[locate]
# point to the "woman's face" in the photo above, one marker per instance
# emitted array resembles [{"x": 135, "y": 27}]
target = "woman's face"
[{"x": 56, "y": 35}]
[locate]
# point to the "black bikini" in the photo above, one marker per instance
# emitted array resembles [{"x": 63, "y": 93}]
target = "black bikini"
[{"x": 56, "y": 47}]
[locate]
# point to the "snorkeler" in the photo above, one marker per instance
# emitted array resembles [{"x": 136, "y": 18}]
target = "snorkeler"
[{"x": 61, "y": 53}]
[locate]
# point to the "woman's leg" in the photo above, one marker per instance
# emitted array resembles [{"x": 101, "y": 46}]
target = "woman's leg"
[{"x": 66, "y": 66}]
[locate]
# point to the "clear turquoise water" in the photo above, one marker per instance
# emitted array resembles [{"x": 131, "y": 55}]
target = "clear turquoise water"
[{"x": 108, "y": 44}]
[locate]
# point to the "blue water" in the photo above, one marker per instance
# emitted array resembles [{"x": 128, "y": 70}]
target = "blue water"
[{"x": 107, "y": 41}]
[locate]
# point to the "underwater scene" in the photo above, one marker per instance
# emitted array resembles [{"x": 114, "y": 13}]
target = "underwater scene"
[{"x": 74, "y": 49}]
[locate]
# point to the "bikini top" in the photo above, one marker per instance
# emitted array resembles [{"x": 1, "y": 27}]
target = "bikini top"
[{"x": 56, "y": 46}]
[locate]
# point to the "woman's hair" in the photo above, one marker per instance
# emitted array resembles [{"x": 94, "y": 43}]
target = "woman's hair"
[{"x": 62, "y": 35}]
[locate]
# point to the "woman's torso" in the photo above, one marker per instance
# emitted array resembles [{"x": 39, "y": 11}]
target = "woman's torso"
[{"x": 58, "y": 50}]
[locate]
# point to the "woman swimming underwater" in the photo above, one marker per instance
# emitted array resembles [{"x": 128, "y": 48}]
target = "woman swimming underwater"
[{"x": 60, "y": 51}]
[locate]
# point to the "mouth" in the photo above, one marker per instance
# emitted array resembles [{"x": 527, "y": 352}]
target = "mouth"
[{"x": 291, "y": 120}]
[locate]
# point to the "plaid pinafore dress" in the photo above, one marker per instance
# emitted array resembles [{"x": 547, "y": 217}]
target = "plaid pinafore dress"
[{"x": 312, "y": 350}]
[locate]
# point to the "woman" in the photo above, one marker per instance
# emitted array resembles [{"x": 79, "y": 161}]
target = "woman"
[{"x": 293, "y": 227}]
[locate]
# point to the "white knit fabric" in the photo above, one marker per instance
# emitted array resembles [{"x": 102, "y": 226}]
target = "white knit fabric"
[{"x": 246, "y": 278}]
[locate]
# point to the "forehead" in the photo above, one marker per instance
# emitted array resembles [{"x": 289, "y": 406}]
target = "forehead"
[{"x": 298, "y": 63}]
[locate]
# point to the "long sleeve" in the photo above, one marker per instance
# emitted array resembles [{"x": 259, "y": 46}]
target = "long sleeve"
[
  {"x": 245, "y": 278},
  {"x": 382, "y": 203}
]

::::

Written task ▸
Pull out each line in the records above that contains the string "snorkeler", and copy those lines in their original order.

Task result ▸
# point to the "snorkeler" in the photo above, one marker per instance
target = "snorkeler"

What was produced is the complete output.